### Given records
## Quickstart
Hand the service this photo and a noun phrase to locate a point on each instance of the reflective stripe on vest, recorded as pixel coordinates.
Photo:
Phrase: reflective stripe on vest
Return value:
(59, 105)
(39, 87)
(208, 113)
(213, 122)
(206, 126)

### What you are asked to do
Retype every line of the data above exactly.

### Response box
## Quickstart
Hand the service this photo and a noun phrase to locate a point on each instance of the reflective stripe on vest, recorded as pixel coordinates.
Photo:
Phrase: reflective stripe on vest
Return value:
(59, 105)
(39, 87)
(208, 113)
(213, 122)
(206, 126)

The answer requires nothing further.